• [Exercise a]
In the forum thread about flies, on what date did C Nash post?

• [Passage shown]
** Begin **

RE: FLY's, FLY's, FLY's, FLY's and more FLY's



PETA people please//like TEX says OH BOY


----------



## C Nash (Jun 19, 2009)

Re: FLY's, FLY's, FLY's, FLY's and more FLY's

Maybe that explains where these PITA people came from :laugh:


----------



## Guest (Jun 19, 2009)

Re: FLY's, FLY's, FLY's, FLY's and more FLY's

u know what PETA means don't u ,, to us southern boys ,, Poeple Eating Tasty Animals   ,, but i agree on the flys ,, ,, DEAD ,, i hate flys  ,, wel execpt the artificial ones that i fish with ,, but if i could catch a live few ,, i would use them ,, but they drown ,, and not much good ,,  :laugh:  :laugh:  :laugh:  :laugh:


----------



## cwishert (Jun 25, 2009)

Re: FLY's, FLY's, FLY's, FLY's and more FLY's

I wonder if any of those PETA people have seen a bunch of maggots eating at a live animals flesh?  Which would they rather save the maggots or the animal?  People need to have some common sense sometimes.  I am all for treating anmimals nicely and not abusing living creatures but I also realize that if some things don't die, I will not eat, I will not be healthy, I will not be safe and then I will die so please kill the flies!!!!!!!! :approve:


----------



## Shadow (Jun 26, 2009)

** End **

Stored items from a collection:
** Begin **

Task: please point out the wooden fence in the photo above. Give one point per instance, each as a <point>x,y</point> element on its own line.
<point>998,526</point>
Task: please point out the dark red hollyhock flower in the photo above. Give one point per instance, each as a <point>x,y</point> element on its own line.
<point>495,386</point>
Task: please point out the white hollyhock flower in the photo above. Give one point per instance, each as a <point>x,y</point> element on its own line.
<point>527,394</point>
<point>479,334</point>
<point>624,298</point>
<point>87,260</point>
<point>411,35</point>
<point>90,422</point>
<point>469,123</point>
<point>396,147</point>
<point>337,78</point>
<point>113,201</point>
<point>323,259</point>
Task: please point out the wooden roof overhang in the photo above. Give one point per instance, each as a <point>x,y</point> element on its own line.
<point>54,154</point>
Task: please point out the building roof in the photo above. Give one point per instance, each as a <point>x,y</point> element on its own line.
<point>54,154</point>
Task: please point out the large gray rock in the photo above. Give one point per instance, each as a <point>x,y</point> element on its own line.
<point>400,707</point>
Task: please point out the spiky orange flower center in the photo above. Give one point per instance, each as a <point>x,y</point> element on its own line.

** End **

• [Exercise b]
In the records, rewrite the lines starting with the first line and going on through the line with "<point>495,386</point>", including the requests. Add -33 to every coordinate in the answers, and give only those lines.

• [Output a]
Jun 19, 2009

• [Output b]
Task: please point out the wooden fence in the photo above. Give one point per instance, each as a <point>x,y</point> element on its own line.
<point>965,493</point>
Task: please point out the dark red hollyhock flower in the photo above. Give one point per instance, each as a <point>x,y</point> element on its own line.
<point>462,353</point>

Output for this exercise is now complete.